21.10.07 Black, Play Time


In Play Time, Daisy Black explores the intersection of time, religious identity, and gender in medieval English biblical drama. For Black, not only do competing ideas about time generate conflict between characters in the plays, they also invite scholars to look beyond supersession and typology as the primary interpretive frameworks for interrogating the plays’ handling of their Jewish content. Each of the book’s four main chapters presents a compelling close reading of a dramatized biblical episode that models an alternative approach to temporality that does not necessarily presume Christianity’s neat and total replacement of Judaism as part of a linear narrative of salvation history.

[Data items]
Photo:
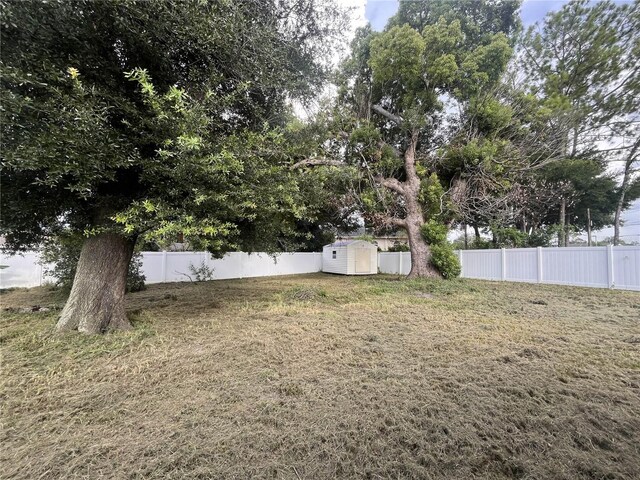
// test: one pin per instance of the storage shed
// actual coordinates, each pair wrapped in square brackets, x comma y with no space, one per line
[352,257]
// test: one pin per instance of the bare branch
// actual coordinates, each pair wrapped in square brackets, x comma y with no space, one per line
[314,162]
[391,184]
[385,113]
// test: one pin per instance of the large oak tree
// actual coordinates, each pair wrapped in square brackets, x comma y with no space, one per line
[131,118]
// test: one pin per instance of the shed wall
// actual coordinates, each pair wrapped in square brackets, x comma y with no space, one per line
[335,265]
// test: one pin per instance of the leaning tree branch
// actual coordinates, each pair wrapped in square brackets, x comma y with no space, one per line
[391,184]
[387,114]
[314,162]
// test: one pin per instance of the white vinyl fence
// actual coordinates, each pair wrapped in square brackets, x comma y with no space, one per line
[159,267]
[605,267]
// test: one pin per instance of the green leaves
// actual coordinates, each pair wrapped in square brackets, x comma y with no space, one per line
[156,118]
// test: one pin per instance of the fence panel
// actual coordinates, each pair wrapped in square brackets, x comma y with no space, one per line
[617,267]
[626,268]
[521,265]
[20,270]
[485,264]
[396,263]
[159,267]
[587,267]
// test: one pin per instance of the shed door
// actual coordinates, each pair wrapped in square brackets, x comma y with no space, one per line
[363,260]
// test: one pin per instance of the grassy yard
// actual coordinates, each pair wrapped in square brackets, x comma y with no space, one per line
[322,376]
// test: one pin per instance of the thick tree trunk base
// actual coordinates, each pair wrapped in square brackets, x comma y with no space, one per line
[96,302]
[420,254]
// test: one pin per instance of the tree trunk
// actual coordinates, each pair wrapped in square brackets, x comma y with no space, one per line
[561,232]
[476,231]
[420,253]
[96,302]
[623,191]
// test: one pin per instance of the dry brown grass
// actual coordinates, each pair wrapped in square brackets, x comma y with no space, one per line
[329,377]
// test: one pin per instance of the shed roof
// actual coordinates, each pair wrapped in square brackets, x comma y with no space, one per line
[344,243]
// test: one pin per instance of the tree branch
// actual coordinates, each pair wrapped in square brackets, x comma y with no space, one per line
[314,162]
[394,118]
[391,184]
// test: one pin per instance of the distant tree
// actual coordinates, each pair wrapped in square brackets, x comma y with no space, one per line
[389,116]
[152,118]
[584,62]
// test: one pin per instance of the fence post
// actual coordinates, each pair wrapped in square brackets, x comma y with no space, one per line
[610,266]
[164,266]
[539,258]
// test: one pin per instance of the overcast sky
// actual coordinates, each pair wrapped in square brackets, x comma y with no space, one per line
[377,12]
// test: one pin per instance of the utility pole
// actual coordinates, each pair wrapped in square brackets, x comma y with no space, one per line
[588,227]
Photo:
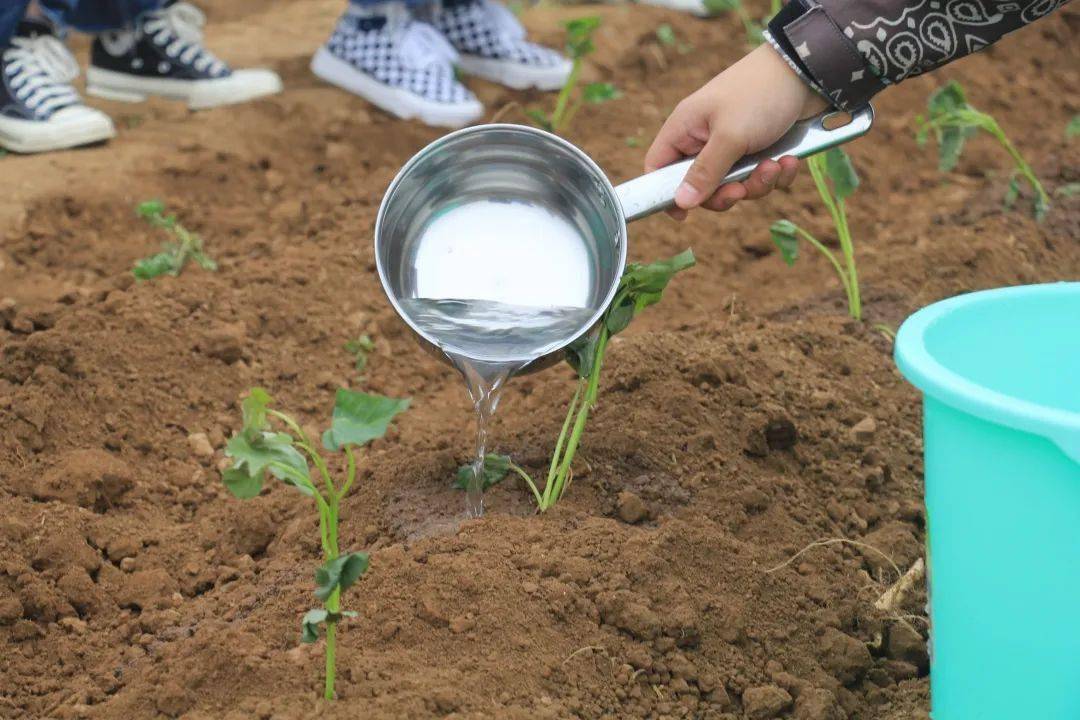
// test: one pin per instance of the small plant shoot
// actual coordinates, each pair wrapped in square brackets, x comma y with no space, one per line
[753,28]
[185,245]
[952,120]
[836,179]
[288,454]
[640,286]
[579,45]
[360,349]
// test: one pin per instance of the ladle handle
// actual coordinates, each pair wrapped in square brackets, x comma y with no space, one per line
[656,191]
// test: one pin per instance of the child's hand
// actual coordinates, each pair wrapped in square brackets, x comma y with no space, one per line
[744,109]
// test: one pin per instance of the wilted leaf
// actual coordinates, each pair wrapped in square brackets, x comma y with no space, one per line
[360,418]
[340,572]
[784,235]
[496,467]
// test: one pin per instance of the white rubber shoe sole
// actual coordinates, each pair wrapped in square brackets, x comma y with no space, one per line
[240,86]
[394,100]
[69,127]
[693,7]
[515,75]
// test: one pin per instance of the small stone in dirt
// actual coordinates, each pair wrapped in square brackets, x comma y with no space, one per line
[90,478]
[754,500]
[73,625]
[844,656]
[631,507]
[11,609]
[225,343]
[780,434]
[904,643]
[765,702]
[200,446]
[818,704]
[864,430]
[173,701]
[893,541]
[428,610]
[461,624]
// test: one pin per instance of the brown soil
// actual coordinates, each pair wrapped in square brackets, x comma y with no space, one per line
[132,585]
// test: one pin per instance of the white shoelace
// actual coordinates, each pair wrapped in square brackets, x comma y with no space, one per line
[503,21]
[421,45]
[41,70]
[178,28]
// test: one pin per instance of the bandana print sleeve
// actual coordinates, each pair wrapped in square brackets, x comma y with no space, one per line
[851,50]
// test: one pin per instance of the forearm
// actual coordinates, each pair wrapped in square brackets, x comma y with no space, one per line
[850,50]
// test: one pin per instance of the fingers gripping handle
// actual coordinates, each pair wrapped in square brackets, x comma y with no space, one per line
[656,191]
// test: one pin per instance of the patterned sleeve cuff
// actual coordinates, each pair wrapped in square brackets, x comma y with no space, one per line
[831,57]
[795,66]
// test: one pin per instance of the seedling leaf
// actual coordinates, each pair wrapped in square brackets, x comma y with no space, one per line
[162,263]
[1074,127]
[666,35]
[496,467]
[149,208]
[785,238]
[340,572]
[255,452]
[313,619]
[360,349]
[579,36]
[360,418]
[601,92]
[840,171]
[241,484]
[254,409]
[539,118]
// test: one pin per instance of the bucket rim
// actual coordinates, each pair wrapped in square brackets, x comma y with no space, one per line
[919,366]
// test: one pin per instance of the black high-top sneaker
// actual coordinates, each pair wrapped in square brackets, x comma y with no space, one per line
[163,55]
[39,108]
[400,64]
[491,44]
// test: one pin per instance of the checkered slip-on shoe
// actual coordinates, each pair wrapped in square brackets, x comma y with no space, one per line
[39,108]
[163,55]
[491,44]
[399,64]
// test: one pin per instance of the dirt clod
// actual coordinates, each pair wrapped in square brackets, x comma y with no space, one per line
[765,702]
[632,508]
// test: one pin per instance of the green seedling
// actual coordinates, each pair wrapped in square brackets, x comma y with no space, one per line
[640,286]
[1071,130]
[260,449]
[953,120]
[754,29]
[579,45]
[360,349]
[184,246]
[836,180]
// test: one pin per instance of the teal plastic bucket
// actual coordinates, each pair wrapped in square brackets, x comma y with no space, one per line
[1000,376]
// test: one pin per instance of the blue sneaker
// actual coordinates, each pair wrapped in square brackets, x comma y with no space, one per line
[399,64]
[39,108]
[491,44]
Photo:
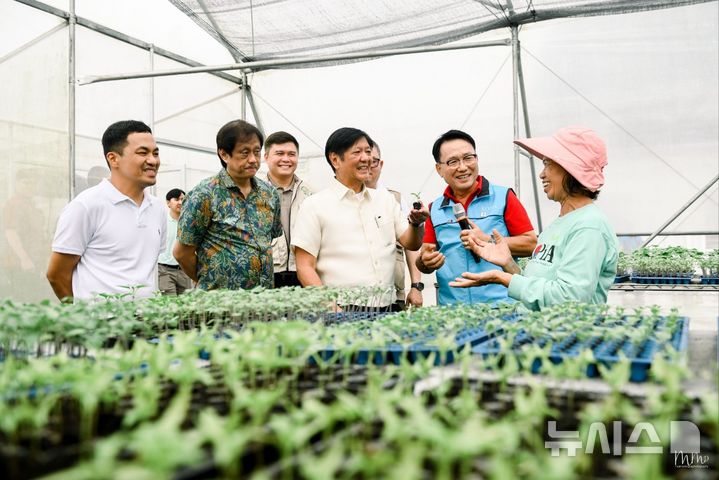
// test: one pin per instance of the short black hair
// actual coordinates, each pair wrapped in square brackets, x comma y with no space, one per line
[115,137]
[572,186]
[342,140]
[234,132]
[451,135]
[279,138]
[174,193]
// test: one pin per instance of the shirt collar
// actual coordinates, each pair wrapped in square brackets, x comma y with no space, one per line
[116,196]
[449,193]
[341,190]
[295,181]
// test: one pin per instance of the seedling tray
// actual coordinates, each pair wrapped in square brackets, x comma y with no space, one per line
[679,280]
[606,351]
[334,318]
[415,346]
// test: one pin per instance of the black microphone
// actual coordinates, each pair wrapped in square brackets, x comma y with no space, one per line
[461,217]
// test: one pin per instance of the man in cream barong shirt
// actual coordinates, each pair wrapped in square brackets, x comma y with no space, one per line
[345,234]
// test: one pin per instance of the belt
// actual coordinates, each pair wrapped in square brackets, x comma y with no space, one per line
[174,267]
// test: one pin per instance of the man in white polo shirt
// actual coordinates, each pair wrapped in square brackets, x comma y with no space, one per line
[345,235]
[109,237]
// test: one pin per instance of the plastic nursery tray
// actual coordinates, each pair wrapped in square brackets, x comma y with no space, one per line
[606,351]
[678,280]
[333,318]
[416,346]
[394,353]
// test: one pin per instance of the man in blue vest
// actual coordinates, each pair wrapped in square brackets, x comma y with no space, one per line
[487,206]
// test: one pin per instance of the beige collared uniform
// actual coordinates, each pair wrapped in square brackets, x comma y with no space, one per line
[282,255]
[352,236]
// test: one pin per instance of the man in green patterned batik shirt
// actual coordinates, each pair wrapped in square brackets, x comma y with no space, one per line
[228,221]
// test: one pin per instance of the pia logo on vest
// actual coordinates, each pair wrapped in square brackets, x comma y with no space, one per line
[544,253]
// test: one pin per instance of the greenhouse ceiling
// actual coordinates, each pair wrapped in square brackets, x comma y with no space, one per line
[272,29]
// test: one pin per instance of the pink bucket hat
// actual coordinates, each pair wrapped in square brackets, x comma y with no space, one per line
[577,149]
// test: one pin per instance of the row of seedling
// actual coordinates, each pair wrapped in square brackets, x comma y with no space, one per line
[47,328]
[260,409]
[678,263]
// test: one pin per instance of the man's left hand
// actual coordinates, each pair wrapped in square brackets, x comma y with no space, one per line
[414,298]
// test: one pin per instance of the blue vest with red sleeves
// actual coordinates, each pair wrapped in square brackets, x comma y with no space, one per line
[486,210]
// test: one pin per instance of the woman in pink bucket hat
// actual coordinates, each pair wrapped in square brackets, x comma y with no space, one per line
[576,256]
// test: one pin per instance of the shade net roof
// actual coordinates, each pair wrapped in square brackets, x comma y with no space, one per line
[268,29]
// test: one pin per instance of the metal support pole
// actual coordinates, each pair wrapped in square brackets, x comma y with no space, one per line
[243,107]
[515,104]
[255,112]
[151,51]
[152,88]
[72,20]
[528,133]
[266,64]
[680,211]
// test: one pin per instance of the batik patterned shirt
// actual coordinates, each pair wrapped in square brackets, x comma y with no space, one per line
[233,234]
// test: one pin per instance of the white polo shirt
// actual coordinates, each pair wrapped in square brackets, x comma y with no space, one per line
[118,242]
[352,236]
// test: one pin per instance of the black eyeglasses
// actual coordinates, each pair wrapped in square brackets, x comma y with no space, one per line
[468,159]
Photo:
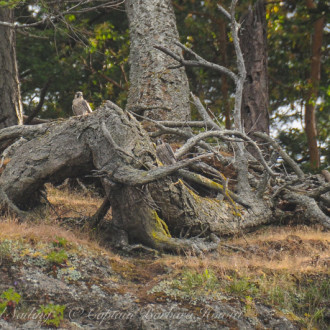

GIVEN INSTRUCTION 1 >> Can you quote everything in the Play Time review from "21.10.07 Black, Play" down to "of salvation history."?
GIVEN INSTRUCTION 2 >> How would you render this sentence from the Play Time review in Spanish: "In Play Time, Daisy Black explores the intersection of time, religious identity, and gender in medieval English biblical drama."
These items were drawn from a separate source.

PROBLEM SOLUTION 1 >>
21.10.07 Black, Play Time


In Play Time, Daisy Black explores the intersection of time, religious identity, and gender in medieval English biblical drama. For Black, not only do competing ideas about time generate conflict between characters in the plays, they also invite scholars to look beyond supersession and typology as the primary interpretive frameworks for interrogating the plays’ handling of their Jewish content. Each of the book’s four main chapters presents a compelling close reading of a dramatized biblical episode that models an alternative approach to temporality that does not necessarily presume Christianity’s neat and total replacement of Judaism as part of a linear narrative of salvation history.

PROBLEM SOLUTION 2 >> En Play Time, Daisy Black explora la intersección del tiempo, la identidad religiosa y el género en el drama bíblico inglés medieval.